Task item
Your answer must be the records below, reproduced exactly.

Provided material
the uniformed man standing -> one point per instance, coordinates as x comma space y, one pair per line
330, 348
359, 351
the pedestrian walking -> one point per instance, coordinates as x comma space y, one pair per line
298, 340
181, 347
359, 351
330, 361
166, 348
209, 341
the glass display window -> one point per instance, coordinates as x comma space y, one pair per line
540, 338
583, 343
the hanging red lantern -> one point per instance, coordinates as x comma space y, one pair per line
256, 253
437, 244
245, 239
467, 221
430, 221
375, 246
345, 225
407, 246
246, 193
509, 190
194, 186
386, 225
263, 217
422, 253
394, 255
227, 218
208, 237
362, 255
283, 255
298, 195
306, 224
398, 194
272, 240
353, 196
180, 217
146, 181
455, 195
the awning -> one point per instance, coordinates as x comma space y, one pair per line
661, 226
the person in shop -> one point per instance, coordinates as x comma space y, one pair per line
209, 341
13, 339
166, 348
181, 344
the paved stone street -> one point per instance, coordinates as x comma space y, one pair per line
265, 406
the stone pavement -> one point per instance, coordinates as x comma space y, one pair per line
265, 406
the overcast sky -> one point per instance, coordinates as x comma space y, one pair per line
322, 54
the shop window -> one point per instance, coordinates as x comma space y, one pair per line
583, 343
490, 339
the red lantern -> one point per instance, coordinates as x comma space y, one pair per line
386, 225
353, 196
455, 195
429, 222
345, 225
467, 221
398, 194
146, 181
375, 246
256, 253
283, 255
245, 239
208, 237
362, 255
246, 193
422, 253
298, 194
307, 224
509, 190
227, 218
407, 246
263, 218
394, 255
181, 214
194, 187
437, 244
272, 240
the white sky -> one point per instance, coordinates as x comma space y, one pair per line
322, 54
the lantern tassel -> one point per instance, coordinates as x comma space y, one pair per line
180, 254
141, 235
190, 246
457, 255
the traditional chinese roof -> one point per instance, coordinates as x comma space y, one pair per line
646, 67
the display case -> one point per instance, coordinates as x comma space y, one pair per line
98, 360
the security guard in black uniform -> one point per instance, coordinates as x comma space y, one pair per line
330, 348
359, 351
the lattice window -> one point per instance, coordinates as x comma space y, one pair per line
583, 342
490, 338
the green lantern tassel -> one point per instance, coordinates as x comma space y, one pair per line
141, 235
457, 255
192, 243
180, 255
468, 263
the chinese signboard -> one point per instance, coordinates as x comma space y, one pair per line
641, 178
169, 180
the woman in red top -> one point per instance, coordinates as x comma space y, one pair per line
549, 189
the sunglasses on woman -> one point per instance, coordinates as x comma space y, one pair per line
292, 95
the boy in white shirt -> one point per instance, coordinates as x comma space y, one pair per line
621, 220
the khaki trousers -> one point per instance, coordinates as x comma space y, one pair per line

Result of this exercise
the uniformed man standing -> one point per instance, coordinates as x comma space y, one pair per line
330, 348
359, 351
the pedestrian walking -> one point per instance, coordinates as x comma space y, one pair per line
298, 340
181, 347
359, 351
330, 361
166, 348
209, 341
the glass display window -> one point per instance, coordinates as x comma space y, one pair per line
540, 338
583, 343
the hanging red lantern -> one point per instance, coordinates as x comma space y, one pair per line
256, 253
437, 244
245, 239
467, 221
430, 221
375, 246
345, 225
407, 246
246, 193
509, 190
194, 186
386, 225
263, 217
422, 253
394, 255
227, 218
208, 237
362, 255
283, 255
298, 195
306, 224
398, 194
272, 240
353, 196
180, 217
146, 181
455, 195
the awning -> one point per instance, coordinates as x comma space y, one pair per line
661, 226
the person in shop -> one point per instance, coordinates as x comma space y, one pair per line
209, 341
13, 339
166, 348
181, 344
the paved stone street -> one point per instance, coordinates as x comma space y, one pair per line
265, 406
the stone pavement -> one point per instance, coordinates as x comma space y, one pair per line
265, 406
the overcast sky -> one point per instance, coordinates as x comma space y, one pair per line
322, 54
the shop window -> one point per instance, coordinates as x comma space y, one pair per line
583, 343
490, 339
the red lantern -> one point per instance, coordinates as x comma space y, one pair per line
386, 225
353, 196
455, 195
429, 222
345, 225
467, 221
398, 194
146, 181
375, 246
256, 253
283, 255
245, 239
208, 237
362, 255
246, 193
422, 253
298, 194
307, 224
509, 190
227, 218
407, 246
263, 218
394, 255
181, 214
194, 187
437, 244
272, 240
the white sky -> one point per instance, coordinates as x comma space y, one pair per line
322, 54
the lantern tassel -> one point per instance, coordinates as x comma space y, one pair per line
180, 254
141, 235
190, 246
457, 255
the traditional chinese roof -> one point per instance, coordinates as x comma space y, one pair per line
646, 67
the display case -> one point per instance, coordinates as x comma space y, one pair per line
98, 360
the security guard in black uniform -> one point per instance, coordinates as x comma space y, one pair per line
330, 348
359, 351
the lattice window -> one point per instance, coordinates as x comma space y, one pair per line
583, 342
490, 338
the green lantern tassel -> one point per instance, coordinates as x comma space y, one pair per line
141, 235
457, 255
192, 243
180, 255
468, 263
the chinese signboard -> one point per instance, coordinates as x comma space y, one pair per line
641, 178
169, 180
the woman in red top -> one point per instance, coordinates as x comma space y, one pair per line
549, 189
the sunglasses on woman -> one point per instance, coordinates as x comma space y, one pair per line
292, 95
the boy in white shirt -> one point per instance, coordinates as x comma space y, one pair per line
621, 220
the khaki trousers -> one point per instance, coordinates as x comma space y, one pair per line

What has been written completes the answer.